-- begin Given entries --
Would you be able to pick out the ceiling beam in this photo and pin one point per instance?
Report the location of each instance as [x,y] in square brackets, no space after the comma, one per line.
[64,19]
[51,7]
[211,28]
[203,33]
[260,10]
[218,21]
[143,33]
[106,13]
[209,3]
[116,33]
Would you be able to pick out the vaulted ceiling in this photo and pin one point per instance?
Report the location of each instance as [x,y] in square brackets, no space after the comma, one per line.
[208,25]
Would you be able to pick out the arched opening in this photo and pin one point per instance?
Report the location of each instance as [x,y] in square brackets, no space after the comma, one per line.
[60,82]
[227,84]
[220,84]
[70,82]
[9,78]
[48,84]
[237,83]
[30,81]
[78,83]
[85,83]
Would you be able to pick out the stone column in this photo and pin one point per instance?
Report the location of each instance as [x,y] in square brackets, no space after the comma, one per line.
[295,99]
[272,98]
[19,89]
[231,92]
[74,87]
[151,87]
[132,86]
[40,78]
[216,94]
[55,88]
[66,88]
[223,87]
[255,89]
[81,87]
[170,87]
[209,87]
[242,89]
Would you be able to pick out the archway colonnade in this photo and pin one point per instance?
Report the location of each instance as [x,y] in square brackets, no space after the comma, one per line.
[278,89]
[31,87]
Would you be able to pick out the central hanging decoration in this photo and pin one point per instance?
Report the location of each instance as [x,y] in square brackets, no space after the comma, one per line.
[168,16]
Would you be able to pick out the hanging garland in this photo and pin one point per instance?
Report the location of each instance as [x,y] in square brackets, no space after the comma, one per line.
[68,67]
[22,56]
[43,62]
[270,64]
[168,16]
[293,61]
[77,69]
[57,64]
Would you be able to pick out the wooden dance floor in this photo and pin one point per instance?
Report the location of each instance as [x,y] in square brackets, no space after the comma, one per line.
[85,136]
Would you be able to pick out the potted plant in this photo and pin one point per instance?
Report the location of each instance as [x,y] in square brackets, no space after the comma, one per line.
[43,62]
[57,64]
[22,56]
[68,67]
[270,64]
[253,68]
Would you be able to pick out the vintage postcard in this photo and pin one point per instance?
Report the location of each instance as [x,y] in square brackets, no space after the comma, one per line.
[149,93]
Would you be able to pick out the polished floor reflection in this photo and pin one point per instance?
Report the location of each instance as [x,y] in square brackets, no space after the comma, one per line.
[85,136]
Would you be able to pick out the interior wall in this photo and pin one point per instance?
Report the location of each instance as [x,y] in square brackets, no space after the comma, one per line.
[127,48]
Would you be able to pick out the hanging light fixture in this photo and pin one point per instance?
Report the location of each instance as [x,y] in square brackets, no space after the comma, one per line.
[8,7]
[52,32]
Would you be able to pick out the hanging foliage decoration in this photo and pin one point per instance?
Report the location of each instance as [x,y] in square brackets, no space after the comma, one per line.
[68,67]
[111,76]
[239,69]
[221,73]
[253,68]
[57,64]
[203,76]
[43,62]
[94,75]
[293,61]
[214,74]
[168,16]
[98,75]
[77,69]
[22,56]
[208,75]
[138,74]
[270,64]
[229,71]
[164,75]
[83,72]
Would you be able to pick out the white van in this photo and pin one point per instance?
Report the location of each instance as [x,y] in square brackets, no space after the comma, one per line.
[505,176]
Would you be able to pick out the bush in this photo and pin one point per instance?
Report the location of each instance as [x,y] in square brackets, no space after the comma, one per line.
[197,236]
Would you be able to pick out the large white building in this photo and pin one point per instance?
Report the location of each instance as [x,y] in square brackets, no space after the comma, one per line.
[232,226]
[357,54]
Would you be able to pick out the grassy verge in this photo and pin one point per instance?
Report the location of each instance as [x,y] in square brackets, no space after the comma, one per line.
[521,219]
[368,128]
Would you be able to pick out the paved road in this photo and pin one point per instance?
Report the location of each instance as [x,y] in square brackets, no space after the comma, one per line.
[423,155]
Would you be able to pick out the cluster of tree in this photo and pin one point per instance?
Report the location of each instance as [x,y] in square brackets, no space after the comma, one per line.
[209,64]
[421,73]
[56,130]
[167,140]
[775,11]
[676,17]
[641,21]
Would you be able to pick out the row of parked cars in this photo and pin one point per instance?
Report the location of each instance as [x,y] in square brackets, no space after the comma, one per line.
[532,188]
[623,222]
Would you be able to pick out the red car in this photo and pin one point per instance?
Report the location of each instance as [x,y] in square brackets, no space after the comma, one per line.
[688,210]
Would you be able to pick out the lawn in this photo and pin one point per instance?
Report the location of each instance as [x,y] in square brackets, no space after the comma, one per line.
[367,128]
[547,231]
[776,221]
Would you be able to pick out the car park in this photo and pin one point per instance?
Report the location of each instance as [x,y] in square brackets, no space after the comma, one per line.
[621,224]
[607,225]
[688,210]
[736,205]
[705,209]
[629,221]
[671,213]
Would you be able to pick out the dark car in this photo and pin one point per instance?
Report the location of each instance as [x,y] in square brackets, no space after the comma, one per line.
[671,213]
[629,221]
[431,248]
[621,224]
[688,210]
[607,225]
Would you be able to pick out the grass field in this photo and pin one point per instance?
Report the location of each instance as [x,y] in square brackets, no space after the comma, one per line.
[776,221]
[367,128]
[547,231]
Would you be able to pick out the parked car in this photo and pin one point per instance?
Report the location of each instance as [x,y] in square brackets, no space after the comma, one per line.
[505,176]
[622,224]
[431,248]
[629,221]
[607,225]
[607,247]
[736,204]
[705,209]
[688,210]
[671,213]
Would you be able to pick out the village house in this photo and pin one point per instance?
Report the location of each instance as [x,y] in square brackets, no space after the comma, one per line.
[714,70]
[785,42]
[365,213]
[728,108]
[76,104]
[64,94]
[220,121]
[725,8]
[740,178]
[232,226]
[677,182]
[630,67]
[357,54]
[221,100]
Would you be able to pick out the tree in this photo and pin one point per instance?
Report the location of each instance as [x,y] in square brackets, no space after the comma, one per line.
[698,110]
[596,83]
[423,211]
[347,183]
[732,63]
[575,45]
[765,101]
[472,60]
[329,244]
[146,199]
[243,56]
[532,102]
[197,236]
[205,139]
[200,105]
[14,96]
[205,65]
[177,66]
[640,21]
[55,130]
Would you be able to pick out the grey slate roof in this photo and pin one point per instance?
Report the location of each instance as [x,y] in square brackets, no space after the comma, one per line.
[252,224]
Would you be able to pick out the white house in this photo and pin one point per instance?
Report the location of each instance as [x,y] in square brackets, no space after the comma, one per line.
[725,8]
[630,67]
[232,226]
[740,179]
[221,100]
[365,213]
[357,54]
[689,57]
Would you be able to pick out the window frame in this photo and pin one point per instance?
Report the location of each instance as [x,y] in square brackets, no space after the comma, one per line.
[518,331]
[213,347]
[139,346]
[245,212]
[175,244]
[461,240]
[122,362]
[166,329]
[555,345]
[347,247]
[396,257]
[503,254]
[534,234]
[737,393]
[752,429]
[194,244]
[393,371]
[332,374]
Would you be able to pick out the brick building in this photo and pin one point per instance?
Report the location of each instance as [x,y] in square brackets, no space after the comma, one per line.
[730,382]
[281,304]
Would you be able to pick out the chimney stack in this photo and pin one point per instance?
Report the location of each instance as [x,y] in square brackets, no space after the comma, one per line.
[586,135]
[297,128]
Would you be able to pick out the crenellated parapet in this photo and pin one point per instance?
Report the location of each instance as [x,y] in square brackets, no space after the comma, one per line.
-- end Given entries --
Given request
Beginning at the line that contains "Would you be able to pick out the grey" and ending with the last line, rewrite every line in full, shifting each coordinate value by -62.

Task result
Would you be able to pick out the grey slate roof in this photo and pin one point per instance?
Report the location of each instance as [x,y] in square brackets, no space after the comma, one per line.
[190,162]
Would you be able to pick out the white house in this photo and pin one point per instance?
Report the location of each instance as [x,y] in square brackets, no space after the comma, one per line.
[663,-54]
[568,5]
[170,164]
[678,117]
[159,38]
[303,151]
[295,-8]
[627,-5]
Would you be able to pick out the window frame in this photo and pin one point per instance?
Report the location of each instance as [x,y] in square brackets, no space after the comma, one per line.
[456,269]
[151,285]
[77,284]
[183,150]
[113,182]
[399,178]
[60,300]
[104,267]
[493,283]
[285,185]
[334,195]
[441,192]
[472,172]
[675,331]
[690,367]
[132,182]
[331,309]
[270,312]
Would you be able to pick out the brick building in this photo and pin one point per instance?
Report the location of each instance as [x,y] in square brackets, no space after the comma, one per line.
[668,320]
[219,242]
Would you be able to pick out the chimney stack in this photo and pin one point per instance?
Report the location of each instance as [x,y] in square brackets, no space after the comma, one per line.
[524,73]
[235,66]
Would you be able to pick out the crenellated parapet in this photo and pin one point per instance?
Report the location of each instance as [x,y] in square brackets, no space after the comma, one per line.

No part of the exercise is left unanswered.